## SOURCE DOCUMENT

I was watching Miessler demo OpenCode against Claude Code. He fed it a video transcript with 900 lines of custom rules - formatting, content generation, image creation. Complex orchestration.
It just… worked.
Not because it was simple. The rules weren’t trivial. But because it was focused. One clear task with defined inputs, explicit constraints, specific outputs.
It clicked. This is what I’d been building toward with my newly refactored development workflow - breaking work into focused units. Ideation separate from planning. Planning separate from implementation. Implementation separate from testing. Even my shortcut commands in CLAUDE.md follow the pattern: qtest
writes ONE test. qfix
debugs ONE error. qcom
makes ONE commit.
Focused context
One mission
Constraints (do this, never that)
Unambiguous objectives
Specific outputs
Take my /plan-task
command. It doesn’t try to architect the whole system. It takes a single numbered task from ITERATION.md, loads only the relevant tech standards, plans the implementation approach, then executes. One task. One context. One result.
The constraints make it work. “Never mock internal services” isn’t a limitation - it prevents architectural disasters. “Real tests first” isn’t dogma - it ensures what ships actually works. Every rule in the workflow exists because its absence caused failure.
You CAN give LLMs comprehensive context and hope for the best. You might even get what you want. Sometimes. But focused units of work deliver consistently.
The efficiency isn’t in doing more at once. It’s in doing one thing completely before moving to the next.
Strange how often the answer is less, not more.
It’s not perfect. They still hallucinate, still abandon tasks, still confidently assert nonsense. But with F.O.C.U.S., it happens less. And in this game, less failure is victory.

## SOURCE DATA

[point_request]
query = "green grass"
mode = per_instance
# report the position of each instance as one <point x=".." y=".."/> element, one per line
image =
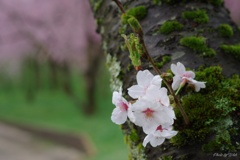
<point x="54" y="110"/>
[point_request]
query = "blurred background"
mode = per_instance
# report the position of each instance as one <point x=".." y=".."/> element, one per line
<point x="55" y="100"/>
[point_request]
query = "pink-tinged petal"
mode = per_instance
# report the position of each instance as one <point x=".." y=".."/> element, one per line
<point x="189" y="74"/>
<point x="116" y="98"/>
<point x="131" y="115"/>
<point x="144" y="78"/>
<point x="136" y="91"/>
<point x="178" y="69"/>
<point x="150" y="128"/>
<point x="157" y="141"/>
<point x="176" y="82"/>
<point x="152" y="93"/>
<point x="119" y="116"/>
<point x="198" y="85"/>
<point x="157" y="81"/>
<point x="147" y="139"/>
<point x="168" y="134"/>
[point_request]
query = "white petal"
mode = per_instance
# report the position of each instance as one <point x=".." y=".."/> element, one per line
<point x="190" y="74"/>
<point x="164" y="99"/>
<point x="150" y="127"/>
<point x="147" y="139"/>
<point x="169" y="134"/>
<point x="116" y="97"/>
<point x="131" y="115"/>
<point x="176" y="82"/>
<point x="136" y="91"/>
<point x="157" y="141"/>
<point x="144" y="78"/>
<point x="157" y="81"/>
<point x="178" y="69"/>
<point x="118" y="116"/>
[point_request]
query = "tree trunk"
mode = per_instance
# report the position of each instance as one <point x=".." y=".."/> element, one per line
<point x="192" y="144"/>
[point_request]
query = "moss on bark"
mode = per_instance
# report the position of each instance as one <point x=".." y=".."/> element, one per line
<point x="214" y="110"/>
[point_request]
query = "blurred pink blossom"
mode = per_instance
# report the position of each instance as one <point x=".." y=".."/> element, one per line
<point x="64" y="28"/>
<point x="233" y="7"/>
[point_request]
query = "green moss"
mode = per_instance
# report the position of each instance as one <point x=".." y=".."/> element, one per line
<point x="198" y="16"/>
<point x="164" y="60"/>
<point x="198" y="44"/>
<point x="231" y="49"/>
<point x="210" y="113"/>
<point x="209" y="52"/>
<point x="170" y="26"/>
<point x="138" y="12"/>
<point x="216" y="2"/>
<point x="195" y="43"/>
<point x="134" y="136"/>
<point x="213" y="2"/>
<point x="225" y="30"/>
<point x="166" y="158"/>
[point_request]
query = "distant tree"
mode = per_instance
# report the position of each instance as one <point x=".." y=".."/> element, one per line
<point x="197" y="33"/>
<point x="60" y="31"/>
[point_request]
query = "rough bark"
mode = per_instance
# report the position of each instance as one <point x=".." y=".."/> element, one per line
<point x="159" y="45"/>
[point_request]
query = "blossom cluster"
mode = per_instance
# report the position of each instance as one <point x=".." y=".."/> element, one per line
<point x="152" y="110"/>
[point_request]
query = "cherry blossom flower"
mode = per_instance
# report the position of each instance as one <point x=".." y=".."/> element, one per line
<point x="159" y="135"/>
<point x="150" y="114"/>
<point x="159" y="95"/>
<point x="181" y="77"/>
<point x="145" y="79"/>
<point x="121" y="112"/>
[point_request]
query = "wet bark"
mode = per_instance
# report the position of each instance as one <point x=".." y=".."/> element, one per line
<point x="159" y="45"/>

## WORK INSTRUCTION A
In the post on focused units of work, what does the qcom shortcut command do?
## WORK INSTRUCTION B
Reproduce the part of the post on focused units of work between "The constraints make" and "failure is victory.", inclusive.

## EXPECTED OUTPUT A
It makes one commit.

## EXPECTED OUTPUT B
The constraints make it work. “Never mock internal services” isn’t a limitation - it prevents architectural disasters. “Real tests first” isn’t dogma - it ensures what ships actually works. Every rule in the workflow exists because its absence caused failure.
You CAN give LLMs comprehensive context and hope for the best. You might even get what you want. Sometimes. But focused units of work deliver consistently.
The efficiency isn’t in doing more at once. It’s in doing one thing completely before moving to the next.
Strange how often the answer is less, not more.
It’s not perfect. They still hallucinate, still abandon tasks, still confidently assert nonsense. But with F.O.C.U.S., it happens less. And in this game, less failure is victory.